**Texte cité**
SANS | publié le : 25.11.2003 |

De plus en plus d'entreprises utilisent des tests de quotient émotionnel (QE) pour recruter ou évaluer leurs salariés. Malgré le sérieux et la bonne qualité métrique de certains tests, les universitaires estiment qu'il est encore trop tôt pour en faire un outil à finalité managériale.

Calculer son quotient émotionnel (QE), c'est simple comme un jeu d'enfant. Même plus besoin d'acheter un magazine spécialisé, un petit tour sur Internet et 7 euros sur le compte en banque suffisent à évaluer son intelligence émotionnelle, autrement dit, sa capacité à connaître et à gérer ses propres émotions et celles des autres.

Aux côtés de ces évaluations ludiques, apparaissent des tests de QE à usage professionnel. En France, c'est le cabinet de conseil en management Hay Group qui a initié le mouvement, en proposant, en partenariat avec Daniel Goleman, auteur de L'intelligence émotionnelle au travail, des questionnaires à 360 ° et des assessment centers.

Un concept mieux accepté

Expérimentés par le fabricant d'ascenseurs Schindler pour le développement de ses leaders ou par la filiale française d'Unilever pour le recrutement de ses hauts potentiels, ces outils faisaient, jusqu'à présent, l'objet d'une grande discrétion au sein des entreprises utilisatrices. Damien Bart, responsable marketing de Hay, note, tout de même, une évolution : « Aujourd'hui, le terme est explicitement mentionné dans les programmes de formation. Il est de plus en plus connu et semble un peu mieux accepté. »

De plus, la sortie de tests conçus par des psychologues et des universitaires contribue à rassurer les DRH sur le bien-fondé scientifique du concept. Validée sur un échantillon de 1 500 personnes, fruit de deux années de travail, l'adaptation française du BarOn quotient inventory (EQ-i), qui sera diffusée au début de l'année prochaine aux Editions et applications psychologiques (EAP), suscite déjà l'intérêt des entreprises.

De nombreux usages possibles

« L'outil présente de bonnes qualités métriques et permet d'appréhender des dimensions nouvelles, comme la "conscience de ses propres émotions", que l'on ne retrouve pas dans les tests de personnalité », indique Virginie Richoux, psychologue du travail aux EAP. « Le test est auto-évaluatif, comporte 133 items regroupés en cinq sphères - intrapersonnelle, interpersonnelle, gestion du stress, adaptabilité et humeur générale - et laisse présager énormément d'usages possibles. »

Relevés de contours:
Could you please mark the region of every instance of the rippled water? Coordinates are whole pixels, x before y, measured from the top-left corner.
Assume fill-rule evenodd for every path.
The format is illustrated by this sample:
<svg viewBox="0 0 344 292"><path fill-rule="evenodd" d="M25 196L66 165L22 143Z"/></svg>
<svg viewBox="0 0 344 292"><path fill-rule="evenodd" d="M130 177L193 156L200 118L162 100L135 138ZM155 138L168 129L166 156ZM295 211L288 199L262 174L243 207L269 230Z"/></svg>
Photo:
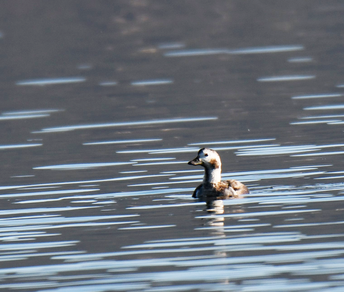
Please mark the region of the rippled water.
<svg viewBox="0 0 344 292"><path fill-rule="evenodd" d="M341 4L3 4L0 290L343 290Z"/></svg>

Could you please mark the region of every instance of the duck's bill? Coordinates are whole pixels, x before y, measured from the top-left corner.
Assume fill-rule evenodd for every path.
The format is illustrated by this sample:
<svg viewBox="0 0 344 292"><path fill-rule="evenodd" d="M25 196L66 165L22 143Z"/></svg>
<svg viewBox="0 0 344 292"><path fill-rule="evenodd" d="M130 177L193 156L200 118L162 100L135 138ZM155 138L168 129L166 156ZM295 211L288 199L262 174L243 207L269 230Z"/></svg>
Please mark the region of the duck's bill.
<svg viewBox="0 0 344 292"><path fill-rule="evenodd" d="M198 158L196 157L193 160L189 161L187 164L190 165L202 165L203 164L203 163L198 160Z"/></svg>

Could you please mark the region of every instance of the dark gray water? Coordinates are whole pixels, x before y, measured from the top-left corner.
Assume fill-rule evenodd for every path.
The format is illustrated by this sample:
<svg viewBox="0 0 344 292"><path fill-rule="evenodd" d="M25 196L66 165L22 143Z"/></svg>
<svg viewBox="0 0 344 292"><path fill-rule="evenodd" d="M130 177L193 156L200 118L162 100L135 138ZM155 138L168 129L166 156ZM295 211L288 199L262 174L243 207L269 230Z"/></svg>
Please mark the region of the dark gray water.
<svg viewBox="0 0 344 292"><path fill-rule="evenodd" d="M1 291L343 290L341 1L1 3Z"/></svg>

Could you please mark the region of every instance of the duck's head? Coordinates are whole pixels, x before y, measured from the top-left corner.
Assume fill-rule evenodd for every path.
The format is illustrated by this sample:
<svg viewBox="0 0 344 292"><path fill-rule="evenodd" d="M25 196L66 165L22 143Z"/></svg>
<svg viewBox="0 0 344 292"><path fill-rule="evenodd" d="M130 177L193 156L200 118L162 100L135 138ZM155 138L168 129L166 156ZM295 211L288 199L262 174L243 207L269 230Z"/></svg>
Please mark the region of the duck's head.
<svg viewBox="0 0 344 292"><path fill-rule="evenodd" d="M200 165L206 168L221 168L221 159L217 153L208 148L203 148L198 152L197 157L189 161L190 165Z"/></svg>

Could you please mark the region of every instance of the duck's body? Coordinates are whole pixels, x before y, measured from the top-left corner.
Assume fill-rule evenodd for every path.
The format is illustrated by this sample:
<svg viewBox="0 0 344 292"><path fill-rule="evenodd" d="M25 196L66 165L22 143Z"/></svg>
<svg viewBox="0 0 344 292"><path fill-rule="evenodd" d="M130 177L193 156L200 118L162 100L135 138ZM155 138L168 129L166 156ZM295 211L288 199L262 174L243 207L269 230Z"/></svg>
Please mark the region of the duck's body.
<svg viewBox="0 0 344 292"><path fill-rule="evenodd" d="M240 181L235 179L221 180L221 159L216 151L207 148L201 149L197 157L187 164L204 168L203 181L194 191L193 198L228 199L250 192Z"/></svg>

**À faire**
a) D'après le texte sur le quotient émotionnel, combien d'items compte le test EQ-i ?
b) Recopiez, s'il vous plaît, le passage du texte sur le quotient émotionnel situé entre « SANS | publié » et « celles des autres. », ces mots inclus.

**Corrigé**
a) Le test compte 133 items.

b)
SANS | publié le : 25.11.2003 |

De plus en plus d'entreprises utilisent des tests de quotient émotionnel (QE) pour recruter ou évaluer leurs salariés. Malgré le sérieux et la bonne qualité métrique de certains tests, les universitaires estiment qu'il est encore trop tôt pour en faire un outil à finalité managériale.

Calculer son quotient émotionnel (QE), c'est simple comme un jeu d'enfant. Même plus besoin d'acheter un magazine spécialisé, un petit tour sur Internet et 7 euros sur le compte en banque suffisent à évaluer son intelligence émotionnelle, autrement dit, sa capacité à connaître et à gérer ses propres émotions et celles des autres.